**YOUR TASK**
Could you return, word for word, the part of the data that opens with the line containing "Where can you see the white appliance" and closes with the line containing "column 219, row 248", including both of those lines and nothing else?

**DATASET RECORDS**
* * *

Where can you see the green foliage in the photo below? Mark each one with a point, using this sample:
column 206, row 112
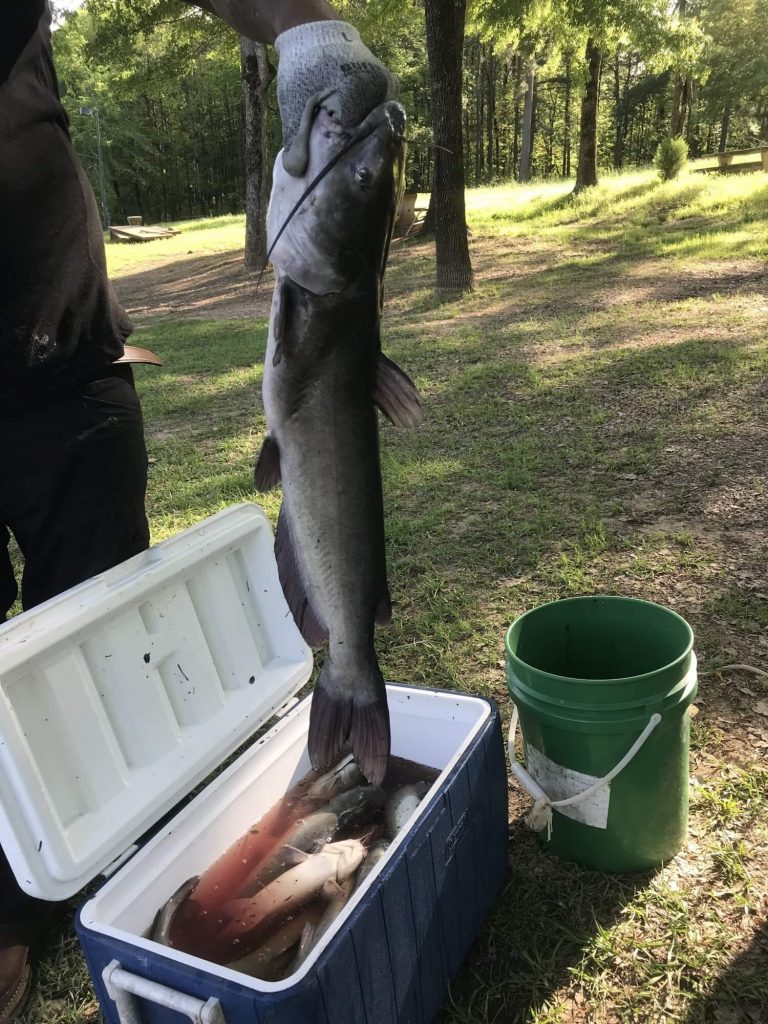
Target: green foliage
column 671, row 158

* * *

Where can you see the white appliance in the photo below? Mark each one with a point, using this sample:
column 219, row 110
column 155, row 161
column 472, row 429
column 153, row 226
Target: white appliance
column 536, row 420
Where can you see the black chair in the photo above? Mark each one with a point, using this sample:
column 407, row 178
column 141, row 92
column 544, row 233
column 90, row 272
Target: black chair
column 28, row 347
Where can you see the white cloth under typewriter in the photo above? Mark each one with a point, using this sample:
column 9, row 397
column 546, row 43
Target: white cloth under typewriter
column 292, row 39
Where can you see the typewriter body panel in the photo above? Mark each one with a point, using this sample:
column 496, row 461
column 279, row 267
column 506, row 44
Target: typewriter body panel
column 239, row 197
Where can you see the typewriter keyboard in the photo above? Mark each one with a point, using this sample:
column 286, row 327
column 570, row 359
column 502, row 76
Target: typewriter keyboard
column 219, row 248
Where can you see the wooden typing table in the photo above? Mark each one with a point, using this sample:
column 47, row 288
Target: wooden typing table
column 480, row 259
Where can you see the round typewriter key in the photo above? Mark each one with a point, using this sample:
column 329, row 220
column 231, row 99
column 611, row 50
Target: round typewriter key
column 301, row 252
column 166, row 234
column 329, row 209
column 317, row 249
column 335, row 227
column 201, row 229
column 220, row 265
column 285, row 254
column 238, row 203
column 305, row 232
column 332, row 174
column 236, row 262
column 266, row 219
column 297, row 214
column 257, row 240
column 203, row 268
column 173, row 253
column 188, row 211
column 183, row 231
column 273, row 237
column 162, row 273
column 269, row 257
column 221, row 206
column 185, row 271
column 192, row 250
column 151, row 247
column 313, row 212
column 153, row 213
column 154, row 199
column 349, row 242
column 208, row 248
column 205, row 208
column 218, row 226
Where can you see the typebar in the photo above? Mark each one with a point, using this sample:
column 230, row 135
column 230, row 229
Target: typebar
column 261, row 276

* * *

**CORRECT ANSWER**
Where can you see the white appliance in the photo below? Mark each one with a point, using this sample:
column 219, row 110
column 155, row 161
column 472, row 429
column 153, row 226
Target: white appliance
column 536, row 420
Where can you see the black chair in the photo above? Mark each one with a point, using this sample:
column 407, row 178
column 141, row 92
column 544, row 233
column 90, row 272
Target: black chair
column 28, row 347
Where can you see the white cloth under typewriter in the photo above? Mark each one with a point, using this sample:
column 9, row 397
column 546, row 43
Target: white cloth under typewriter
column 292, row 39
Where can you see the typewriter body panel in the photo above? Mark each one with a point, using this sample:
column 496, row 461
column 279, row 267
column 506, row 44
Target: typewriter body panel
column 239, row 197
Where can you see the typewriter keyboard in the photo above? Mark each one with a point, using this sample:
column 286, row 327
column 570, row 359
column 502, row 76
Target: typewriter keyboard
column 219, row 248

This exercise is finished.